Brief:
I'd like the entire listing output verbatim, apart from the pictures.

Data records:
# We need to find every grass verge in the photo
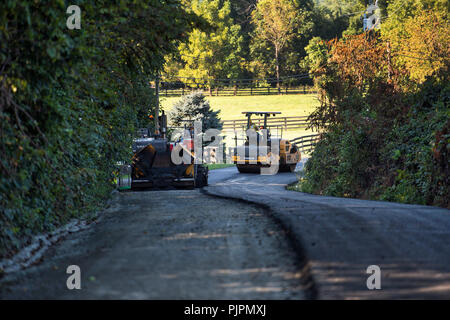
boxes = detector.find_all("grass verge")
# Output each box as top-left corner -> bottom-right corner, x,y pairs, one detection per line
207,163 -> 236,170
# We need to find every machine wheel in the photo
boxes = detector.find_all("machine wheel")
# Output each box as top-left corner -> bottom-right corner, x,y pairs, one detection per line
195,165 -> 208,188
279,163 -> 296,172
237,164 -> 260,173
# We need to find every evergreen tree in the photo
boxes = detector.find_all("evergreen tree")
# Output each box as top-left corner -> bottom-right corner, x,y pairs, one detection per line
169,92 -> 222,131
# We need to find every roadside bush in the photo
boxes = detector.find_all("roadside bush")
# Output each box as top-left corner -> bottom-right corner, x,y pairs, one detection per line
0,1 -> 202,258
298,10 -> 449,208
378,79 -> 449,206
302,124 -> 378,198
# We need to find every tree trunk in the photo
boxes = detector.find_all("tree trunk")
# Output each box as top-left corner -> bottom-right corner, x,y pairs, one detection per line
275,45 -> 280,94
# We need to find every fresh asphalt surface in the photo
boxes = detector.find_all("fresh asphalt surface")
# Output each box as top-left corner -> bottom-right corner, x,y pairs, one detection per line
207,167 -> 450,299
1,166 -> 449,299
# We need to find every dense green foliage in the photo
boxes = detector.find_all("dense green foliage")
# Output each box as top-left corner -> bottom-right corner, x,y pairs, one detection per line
302,78 -> 449,207
299,1 -> 449,208
249,0 -> 313,84
0,1 -> 201,258
175,0 -> 244,84
164,0 -> 368,87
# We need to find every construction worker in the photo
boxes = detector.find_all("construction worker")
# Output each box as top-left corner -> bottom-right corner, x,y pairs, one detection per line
249,120 -> 259,132
248,120 -> 262,145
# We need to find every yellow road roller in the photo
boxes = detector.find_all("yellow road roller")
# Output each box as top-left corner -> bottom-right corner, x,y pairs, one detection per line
231,111 -> 301,173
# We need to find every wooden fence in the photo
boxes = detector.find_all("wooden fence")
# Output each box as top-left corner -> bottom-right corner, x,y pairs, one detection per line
221,116 -> 310,132
290,133 -> 321,152
161,86 -> 317,97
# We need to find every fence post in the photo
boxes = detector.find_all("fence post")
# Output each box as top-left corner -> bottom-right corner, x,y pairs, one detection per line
284,117 -> 287,130
303,85 -> 306,94
250,87 -> 253,96
182,86 -> 184,96
268,87 -> 270,95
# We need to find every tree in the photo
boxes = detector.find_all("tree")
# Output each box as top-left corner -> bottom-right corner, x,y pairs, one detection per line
166,0 -> 245,91
0,0 -> 200,257
381,0 -> 449,83
311,0 -> 362,39
301,36 -> 329,95
298,2 -> 449,207
250,0 -> 311,89
169,92 -> 222,131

Written answer:
# We need to find every grass verge in the photo
boxes = detector.find_all("grass verge")
# Output each box as top-left corner -> bottom-right corner, x,y pairs, one detection per line
207,163 -> 236,170
# We need to find every machine wheel in the photo
boxes = detector.find_all("machine wheel")
# Output each box as top-left corner -> bottom-right corner, x,y pairs, one detection per line
195,165 -> 208,188
279,163 -> 296,172
237,164 -> 260,173
# We need to find every evergreen tree in the photo
boxes = detector.find_all("evergreen tree")
# Output each box as top-left corner -> bottom-right corner, x,y pairs, one detection per line
169,92 -> 222,131
# We need to find every roadside bush in the photo
boxes = detector.find_all("roadside bush")
# Output each box as top-left corner -> bottom-right corner, x,y pairs, one detection per line
0,1 -> 202,258
298,10 -> 449,208
378,79 -> 449,206
302,124 -> 378,198
# We need to find every tree trunk in the photo
boxes = detector.find_all("tree trunk")
# Output each box as top-left corner -> bottom-right corner, x,y pairs, one detection per line
275,45 -> 280,94
# We need to find every fresh asphalt surface in the photo
boxes = detector.find_all("fresh asphalt surface")
# Output each box as top-left corner -> bottom-right corner, x,y pairs, one detection per line
207,167 -> 450,299
1,166 -> 449,299
# We need to find every dense green foliage in the photo
boxes = detector.find_all("dense green foliage")
# Output each box as top-left corner -> bottom-right corner, x,y pairs, one detection per line
302,78 -> 449,207
299,1 -> 449,208
249,0 -> 313,84
0,1 -> 201,258
175,0 -> 244,84
164,0 -> 368,87
# We need to find every construction worker in the photo
boxes = detector.find_all("construction worker")
# Output each box as top-left corner -> bottom-right corner, x,y pairs, one detection per line
249,120 -> 259,132
248,120 -> 262,145
# We need to find every yellow road roller in the photo
boxes = detector.find_all("yellow road roller")
# Output each box as top-left corner -> bottom-right corner, x,y pairs, one detection per line
231,111 -> 301,173
# We need to find every wooden fence in the photo
boxes = detector.find_all("wooden fence")
# Output each box as top-left corner -> bottom-right corner, x,y pairs, one detection per line
221,116 -> 310,132
290,133 -> 321,152
161,86 -> 317,97
# We need to find every fence post in the photo
boxes = detector.find_all("fence post")
# Output each box as top-left corner -> bottom-right corner, x,y pairs, one detection per line
284,117 -> 287,130
303,85 -> 306,94
250,87 -> 253,96
182,86 -> 184,96
268,87 -> 270,95
# We need to find every tree in the photo
boxes = detector.find_all("tree")
# Output each box as top-left corner -> bottom-right corner, x,y pairs, one detection per line
166,0 -> 245,91
0,0 -> 200,257
381,0 -> 449,83
311,0 -> 362,39
301,36 -> 329,95
298,2 -> 449,207
250,0 -> 311,89
169,92 -> 222,131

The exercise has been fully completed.